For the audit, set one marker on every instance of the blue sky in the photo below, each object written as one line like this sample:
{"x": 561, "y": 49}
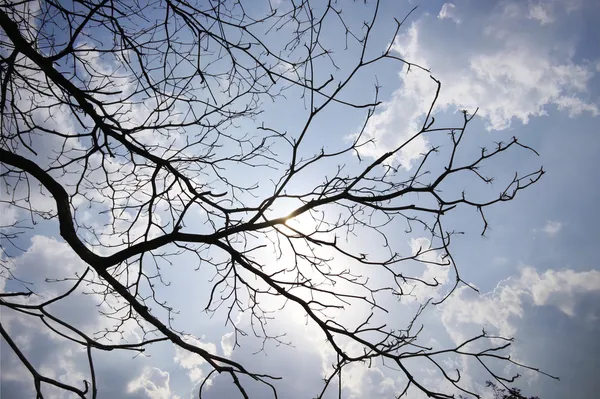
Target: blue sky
{"x": 533, "y": 69}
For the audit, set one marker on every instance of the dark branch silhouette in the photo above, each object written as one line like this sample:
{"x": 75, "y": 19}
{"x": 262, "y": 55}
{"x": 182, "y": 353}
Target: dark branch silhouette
{"x": 153, "y": 117}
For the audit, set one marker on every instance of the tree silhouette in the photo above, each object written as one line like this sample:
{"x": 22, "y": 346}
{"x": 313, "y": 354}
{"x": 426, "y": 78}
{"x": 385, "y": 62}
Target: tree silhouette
{"x": 154, "y": 118}
{"x": 507, "y": 393}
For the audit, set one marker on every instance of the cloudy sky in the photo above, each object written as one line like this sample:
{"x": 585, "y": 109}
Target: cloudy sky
{"x": 533, "y": 69}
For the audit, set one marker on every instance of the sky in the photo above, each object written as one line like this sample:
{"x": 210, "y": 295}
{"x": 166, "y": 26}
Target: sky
{"x": 533, "y": 70}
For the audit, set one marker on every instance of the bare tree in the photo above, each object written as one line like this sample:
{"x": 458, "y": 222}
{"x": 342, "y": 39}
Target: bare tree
{"x": 154, "y": 117}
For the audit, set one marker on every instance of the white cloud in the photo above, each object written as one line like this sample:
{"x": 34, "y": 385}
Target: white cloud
{"x": 154, "y": 382}
{"x": 466, "y": 311}
{"x": 191, "y": 361}
{"x": 448, "y": 11}
{"x": 551, "y": 228}
{"x": 541, "y": 12}
{"x": 501, "y": 62}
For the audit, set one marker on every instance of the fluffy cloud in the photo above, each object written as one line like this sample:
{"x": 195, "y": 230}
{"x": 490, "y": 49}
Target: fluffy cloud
{"x": 154, "y": 382}
{"x": 500, "y": 61}
{"x": 448, "y": 11}
{"x": 191, "y": 361}
{"x": 466, "y": 311}
{"x": 551, "y": 228}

STATED GOAL:
Reproduce only the material starting at the line containing "instance of the sky" and ending at the end of the material, renaming "marker" to "pin" everywhere in that span and leaving all else unchanged.

SOLUTION FOR THIS PROBLEM:
For the audit, set one pin on every instance of the sky in the photo above, each object written as one line like this sample:
{"x": 210, "y": 295}
{"x": 166, "y": 26}
Target: sky
{"x": 533, "y": 70}
For the audit, set one pin on every instance of the bare tree in the photo above, each object written as one line like this sample:
{"x": 458, "y": 222}
{"x": 342, "y": 39}
Target: bare tree
{"x": 154, "y": 117}
For the audit, set one pin on every instance of the white cloud in the photo above, each object written as one line like this sample:
{"x": 34, "y": 385}
Target: white cloud
{"x": 154, "y": 382}
{"x": 466, "y": 311}
{"x": 191, "y": 361}
{"x": 448, "y": 11}
{"x": 551, "y": 228}
{"x": 541, "y": 12}
{"x": 501, "y": 62}
For the audit, set one pin on every instance of the fluffy cloud in the photo above, each object written as one line like this sample:
{"x": 195, "y": 230}
{"x": 490, "y": 49}
Target: fluffy cloud
{"x": 154, "y": 382}
{"x": 500, "y": 61}
{"x": 448, "y": 11}
{"x": 191, "y": 361}
{"x": 466, "y": 311}
{"x": 551, "y": 228}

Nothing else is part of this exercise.